--- START OF RAW RECORDS ---

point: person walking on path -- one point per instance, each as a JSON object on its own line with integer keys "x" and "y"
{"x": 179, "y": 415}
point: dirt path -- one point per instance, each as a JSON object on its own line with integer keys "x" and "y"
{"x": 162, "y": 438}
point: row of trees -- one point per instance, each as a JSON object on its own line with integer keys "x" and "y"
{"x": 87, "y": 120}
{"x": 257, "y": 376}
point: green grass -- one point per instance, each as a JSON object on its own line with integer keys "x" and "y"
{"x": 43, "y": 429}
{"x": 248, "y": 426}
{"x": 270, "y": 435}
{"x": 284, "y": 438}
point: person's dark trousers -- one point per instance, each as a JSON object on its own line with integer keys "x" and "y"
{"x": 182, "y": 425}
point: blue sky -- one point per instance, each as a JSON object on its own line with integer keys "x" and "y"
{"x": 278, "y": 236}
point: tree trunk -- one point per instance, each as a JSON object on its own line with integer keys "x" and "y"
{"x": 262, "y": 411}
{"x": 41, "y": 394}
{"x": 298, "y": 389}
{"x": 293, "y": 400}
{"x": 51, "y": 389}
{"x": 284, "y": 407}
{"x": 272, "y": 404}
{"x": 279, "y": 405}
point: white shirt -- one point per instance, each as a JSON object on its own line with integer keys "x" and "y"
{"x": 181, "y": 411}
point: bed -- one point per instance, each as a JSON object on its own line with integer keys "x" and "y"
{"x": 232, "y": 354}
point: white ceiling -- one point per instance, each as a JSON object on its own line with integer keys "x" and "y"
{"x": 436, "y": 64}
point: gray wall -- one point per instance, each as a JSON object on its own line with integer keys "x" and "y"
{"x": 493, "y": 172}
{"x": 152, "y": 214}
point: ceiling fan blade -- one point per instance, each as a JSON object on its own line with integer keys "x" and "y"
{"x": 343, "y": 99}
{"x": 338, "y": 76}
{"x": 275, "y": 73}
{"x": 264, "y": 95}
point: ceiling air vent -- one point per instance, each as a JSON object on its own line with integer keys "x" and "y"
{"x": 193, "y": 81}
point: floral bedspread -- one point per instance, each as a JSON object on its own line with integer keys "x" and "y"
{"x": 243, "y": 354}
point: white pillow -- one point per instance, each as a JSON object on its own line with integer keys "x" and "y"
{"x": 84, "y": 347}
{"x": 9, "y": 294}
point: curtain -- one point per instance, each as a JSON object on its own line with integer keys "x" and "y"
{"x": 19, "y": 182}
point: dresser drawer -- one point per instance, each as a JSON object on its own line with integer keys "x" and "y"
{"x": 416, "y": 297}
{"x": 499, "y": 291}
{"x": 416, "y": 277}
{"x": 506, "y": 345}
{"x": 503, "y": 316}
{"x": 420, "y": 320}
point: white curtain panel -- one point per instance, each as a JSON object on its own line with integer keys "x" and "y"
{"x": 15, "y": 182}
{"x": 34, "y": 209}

--- END OF RAW RECORDS ---

_EXERCISE_
Reproduce all of the data above verbatim, line for line, with no changes.

_FINISHED TASK_
point: person walking on path -- one point per instance, each as a JSON object on its own line with integer keys "x" and "y"
{"x": 179, "y": 415}
point: dirt path -- one point per instance, each as a JSON object on its own line with integer keys "x" and "y"
{"x": 162, "y": 438}
point: row of trees -- one point per instance, each as a JSON object on its own line with integer keys "x" and "y"
{"x": 87, "y": 120}
{"x": 257, "y": 376}
point: green grass -- one point per instance, each as a JSON object on its own line with integer keys "x" and "y"
{"x": 43, "y": 429}
{"x": 248, "y": 426}
{"x": 270, "y": 435}
{"x": 284, "y": 438}
point: person's dark trousers -- one point per instance, each as a JSON object on its own line with integer keys "x" and "y"
{"x": 182, "y": 425}
point: blue sky -- one point per instance, each as a JSON object on its own line with integer keys "x" and "y"
{"x": 278, "y": 236}
point: tree trunk -- one point per instance, each as a JSON object on its own line with integer keys "x" and "y"
{"x": 262, "y": 411}
{"x": 41, "y": 394}
{"x": 298, "y": 389}
{"x": 293, "y": 400}
{"x": 51, "y": 389}
{"x": 284, "y": 407}
{"x": 272, "y": 404}
{"x": 279, "y": 405}
point: white shirt -- one point per instance, each as a JSON object on its own line with integer keys "x" and "y"
{"x": 181, "y": 411}
point: bed -- one point per instance, each as a JSON object on its own line with integer keys "x" and "y"
{"x": 232, "y": 354}
point: white ceiling -- one point per instance, each as a JSON object on its own line with integer keys "x" and "y"
{"x": 436, "y": 64}
point: gray wall -- one point per instance, each as a JSON object on its own line with integer keys "x" and "y"
{"x": 493, "y": 172}
{"x": 152, "y": 214}
point: ceiling fan blade -- one point per instance, each as a JSON object on its own line with integer keys "x" and "y"
{"x": 343, "y": 99}
{"x": 338, "y": 76}
{"x": 275, "y": 73}
{"x": 264, "y": 95}
point: ceiling air vent -- one point per instance, each as a JSON object on its own line with integer keys "x" and "y"
{"x": 193, "y": 81}
point: floral bedspread -- one point per instance, each as a JSON object on its own line with integer keys "x" and "y"
{"x": 243, "y": 354}
point: white pillow -- one point per instance, each as a JSON object on its own line with integer keys "x" and "y"
{"x": 84, "y": 347}
{"x": 9, "y": 294}
point: curtain -- one point per instance, each as a JSON object on its own line with integer keys "x" and "y"
{"x": 19, "y": 182}
point: dresser drawer -- one point per instance, each as a JSON object on its own line with integer keys "x" and "y"
{"x": 416, "y": 297}
{"x": 499, "y": 291}
{"x": 416, "y": 277}
{"x": 506, "y": 345}
{"x": 503, "y": 316}
{"x": 420, "y": 320}
point: white curtain panel -- one point per instance, each as a JSON object on its own line with integer keys "x" and "y"
{"x": 15, "y": 182}
{"x": 34, "y": 209}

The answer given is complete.